(TUGAS LATIHAN A): Hitunglah jumlah baris dalam entri yang memuat kata "wall", dengan memperhatikan perbedaan huruf besar dan kecil. Berikan angkanya saja.

(TEKS PILIHAN):
Nationalgeographic.co.id — Seperti Amerika Serikat, negara Australia hari ini terbentuk karena proses kolonisasi yang panjang dan kejam. Menyingkirkan warga pribumi, mengisolasi penduduk asli.
Hingga saat ini, narasi sejarah awal kolonial Australia terus diperdebatkan dengan bukti-bukti lebih lanjut yang dirilis. Bukti-bukti itu menggambarkan pembantaian kejam di perbatasan terhadap masyarakat Aborigin dan penduduk pribumi Selat Torres.
Data baru kali ini mengungkapkan bahwa serangan-serangan selama penyebaran permukiman pastoral di Australia tidak berkurang seiring berjalannya waktu, malah semakin meningkat, dalam skala yang sangat besar. Hal ini menciptakan trauma abadi bagi masyarakat Aborigin dan penduduk pribumi Selat Torres.
Proyek penelitian tersebut, yang saat ini memasuki tahun kedelapan dan dipimpin oleh Profesor Lyndall Ryan, sejarawan di University of Newcastle Australia, kini memperkirakan lebih dari 10.000 warga Aborigin dan penduduk pribumi Selat Torres tewas dalam lebih dari 400 pembantaian. Angka ini naik dari perkiraan sebelumnya sebanyak 8.400 jiwa dalam 302 pembantaian.
Sebaliknya, diperkirakan 168 orang non-Aborigin terbunuh dalam 13 pembantaian di perbatasan.
Tim riset tersebut mengembangkan template untuk mengidentifikasi pembantaian dan proses untuk menguatkan sumber-sumber yang berbeda. Dokumen tersebut mencakup catatan harian pemukim, laporan surat kabar, bukti Aborigin, dan arsip dari gudang Negara Bagian dan Federal.

(ENTRI DATASET):
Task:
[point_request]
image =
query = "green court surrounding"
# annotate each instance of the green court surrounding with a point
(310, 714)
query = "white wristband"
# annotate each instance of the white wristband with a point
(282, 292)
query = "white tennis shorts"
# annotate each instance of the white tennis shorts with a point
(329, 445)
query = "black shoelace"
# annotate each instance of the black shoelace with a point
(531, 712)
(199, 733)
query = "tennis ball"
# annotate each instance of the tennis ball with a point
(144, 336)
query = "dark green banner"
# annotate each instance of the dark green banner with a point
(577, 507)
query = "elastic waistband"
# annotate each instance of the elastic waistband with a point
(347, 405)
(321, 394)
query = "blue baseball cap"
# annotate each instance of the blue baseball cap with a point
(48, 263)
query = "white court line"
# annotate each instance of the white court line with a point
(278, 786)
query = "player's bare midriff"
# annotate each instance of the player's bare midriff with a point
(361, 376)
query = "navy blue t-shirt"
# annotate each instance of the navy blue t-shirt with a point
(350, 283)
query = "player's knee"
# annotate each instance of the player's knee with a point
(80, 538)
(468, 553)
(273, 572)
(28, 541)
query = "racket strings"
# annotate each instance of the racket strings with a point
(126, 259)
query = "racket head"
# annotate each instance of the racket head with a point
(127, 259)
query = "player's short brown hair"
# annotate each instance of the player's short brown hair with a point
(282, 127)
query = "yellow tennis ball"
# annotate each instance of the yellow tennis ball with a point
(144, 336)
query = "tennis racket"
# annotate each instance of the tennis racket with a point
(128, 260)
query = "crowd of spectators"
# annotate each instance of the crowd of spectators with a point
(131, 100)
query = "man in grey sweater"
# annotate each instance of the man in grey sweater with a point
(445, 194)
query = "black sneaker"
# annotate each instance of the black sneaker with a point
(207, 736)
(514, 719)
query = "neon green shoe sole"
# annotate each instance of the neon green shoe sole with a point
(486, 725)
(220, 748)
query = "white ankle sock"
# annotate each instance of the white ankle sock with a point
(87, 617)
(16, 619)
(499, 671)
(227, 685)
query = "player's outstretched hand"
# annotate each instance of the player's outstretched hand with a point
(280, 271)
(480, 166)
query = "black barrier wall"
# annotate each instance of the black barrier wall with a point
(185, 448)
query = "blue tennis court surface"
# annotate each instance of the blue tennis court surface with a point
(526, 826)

(TUGAS LATIHAN B): Suntinglah bagian teks tentang pembantaian masa kolonial Australia mulai dari "Data baru kali" sampai dengan "bagi masyarakat Aborigin dan penduduk pribumi Selat Torres.", lalu tuliskan kembali bagian tersebut dengan mengganti "trauma abadi" menjadi "luka mendalam".

(HASIL TUGAS A): 2

(HASIL TUGAS B):
Data baru kali ini mengungkapkan bahwa serangan-serangan selama penyebaran permukiman pastoral di Australia tidak berkurang seiring berjalannya waktu, malah semakin meningkat, dalam skala yang sangat besar. Hal ini menciptakan luka mendalam bagi masyarakat Aborigin dan penduduk pribumi Selat Torres.